**Document passage**
This, obviously, we see this in our own meanderings through life.
This is also being borne out according to surveys and data.
Millennials are not kids anymore.
I know they think they're kids.
I know they all think they're young and fresh faces.
But millennials are actually now approaching middle age.
The oldest millennials are 38 years old right now.
And they are staring down middle age in worse financial shape than Gen X or their parents, the baby boomers.
They're looking down middle age actually in worse shape than every living generation ahead of them.
Why is this?
Now, what the millennials will do is they'll blame the financial crisis and the recession.
Fair enough.
A lot of millennials graduated during an economic downturn.
This does have negative effects on your earning potential for the rest of your life.
However, we've also now experienced a full decade of economic growth and falling unemployment.
I mean, we have millions of jobs right now that are going unfilled because there aren't enough people who are looking for the jobs.
We have virtually no unemployment at 49 year lows and the economy is going gangbusters.
We've had a huge bull run.
The market is doing great.
Also, by the way, during the recession and the economic downturn, baby boomers were entering their 50s.
So they were entering into their prime earning years during that downturn.
So it hurt them as well.
Everyone has had to suffer.
And yet, millennials have less money, less property, lower marriage rates, and fewer children.
They are not doing the things that adults are supposed to do as they grow up.
Just as an example, the average household net worth of millennials is $92,000.
That is 40% less than what Gen X had at the same age and 20% less than what baby boomers had at the same age.
And baby boomers were hippie, dippy flower children.
I can't believe they would have any money, and yet millennials somehow have even less.
The only area where millennials are outperforming the people who came before us is in education.
And even that is fake.
So the one area, according to all these social surveys, where millennials are doing better than other generations is in education.
And the reason they come to that conclusion is they say, well, see, X percentage of millennials went to college.
X percent of millennials went to a four-year college.
X percent of millennials got a master's degree or a PhD.
So on the surface, it looks like millennials are better educated.
Except we know they're not better educated because we've talked to them and we have eyes and ears.
So we know just a few little statistics.
A third of American millennials believe that George W. Bush killed more people than Joseph Stalin.
Two-thirds of millennials have never heard of Auschwitz.
About 50% of millennials believe there are more than two biological sexes.
In really demonstrable ways, they are not educated at all.
We know there was a survey from the Intercollegiate Studies Institute that tracked students at some of the top colleges in the country.
They found out that seniors graduating from Berkeley, Stanford, Yale, Columbia, all these highfalutin schools, seniors who were graduating knew less about their nation's history, system of government, and civics than incoming freshmen.
They'd actually gotten stupider during their time in college.
So they have a lot of degrees, but they don't know very much.

**Problem set**
1. In the passage on millennials, how old are the oldest millennials?
2. Write out the passage on millennials starting with "We've had a" and going on through "us is in education.", switching "bull run" to "market rally".

**Entries provided**
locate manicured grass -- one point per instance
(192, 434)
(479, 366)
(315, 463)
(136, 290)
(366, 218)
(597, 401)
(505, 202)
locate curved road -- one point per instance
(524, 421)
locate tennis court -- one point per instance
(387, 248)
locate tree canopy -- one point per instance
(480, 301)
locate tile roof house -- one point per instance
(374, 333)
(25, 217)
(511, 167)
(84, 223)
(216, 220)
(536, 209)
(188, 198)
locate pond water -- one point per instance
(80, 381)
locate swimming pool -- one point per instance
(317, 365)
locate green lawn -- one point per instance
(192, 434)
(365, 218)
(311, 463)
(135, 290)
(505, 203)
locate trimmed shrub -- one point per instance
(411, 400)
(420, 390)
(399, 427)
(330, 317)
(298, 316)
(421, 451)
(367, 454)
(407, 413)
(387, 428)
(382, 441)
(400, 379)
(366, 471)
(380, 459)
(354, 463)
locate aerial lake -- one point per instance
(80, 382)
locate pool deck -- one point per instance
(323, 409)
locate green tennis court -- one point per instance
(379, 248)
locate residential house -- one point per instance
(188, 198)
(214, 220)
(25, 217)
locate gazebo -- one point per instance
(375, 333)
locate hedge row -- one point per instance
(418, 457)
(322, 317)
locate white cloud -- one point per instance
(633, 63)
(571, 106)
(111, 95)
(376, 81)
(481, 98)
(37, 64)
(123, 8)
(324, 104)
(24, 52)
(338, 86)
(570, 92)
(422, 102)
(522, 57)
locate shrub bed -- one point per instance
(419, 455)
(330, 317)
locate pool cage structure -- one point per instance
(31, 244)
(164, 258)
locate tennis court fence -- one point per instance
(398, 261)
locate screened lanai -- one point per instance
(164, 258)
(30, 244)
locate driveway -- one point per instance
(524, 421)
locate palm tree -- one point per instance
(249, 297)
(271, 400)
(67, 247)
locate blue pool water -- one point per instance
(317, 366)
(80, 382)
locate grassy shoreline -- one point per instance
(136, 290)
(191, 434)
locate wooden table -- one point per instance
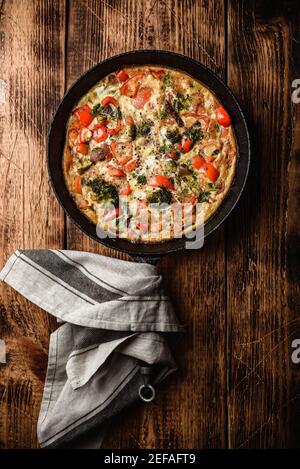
(239, 296)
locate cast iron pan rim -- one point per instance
(141, 254)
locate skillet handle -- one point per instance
(147, 259)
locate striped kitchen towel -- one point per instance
(112, 314)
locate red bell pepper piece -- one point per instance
(100, 134)
(131, 86)
(112, 171)
(161, 181)
(122, 75)
(125, 189)
(82, 148)
(186, 144)
(83, 113)
(223, 117)
(116, 129)
(211, 172)
(77, 186)
(130, 166)
(114, 213)
(197, 161)
(142, 97)
(110, 100)
(157, 73)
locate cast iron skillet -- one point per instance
(56, 138)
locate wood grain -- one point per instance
(32, 72)
(239, 296)
(180, 417)
(263, 233)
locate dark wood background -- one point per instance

**Written answers**
1. The oldest millennials are 38 years old.

2.
We've had a huge market rally.
The market is doing great.
Also, by the way, during the recession and the economic downturn, baby boomers were entering their 50s.
So they were entering into their prime earning years during that downturn.
So it hurt them as well.
Everyone has had to suffer.
And yet, millennials have less money, less property, lower marriage rates, and fewer children.
They are not doing the things that adults are supposed to do as they grow up.
Just as an example, the average household net worth of millennials is $92,000.
That is 40% less than what Gen X had at the same age and 20% less than what baby boomers had at the same age.
And baby boomers were hippie, dippy flower children.
I can't believe they would have any money, and yet millennials somehow have even less.
The only area where millennials are outperforming the people who came before us is in education.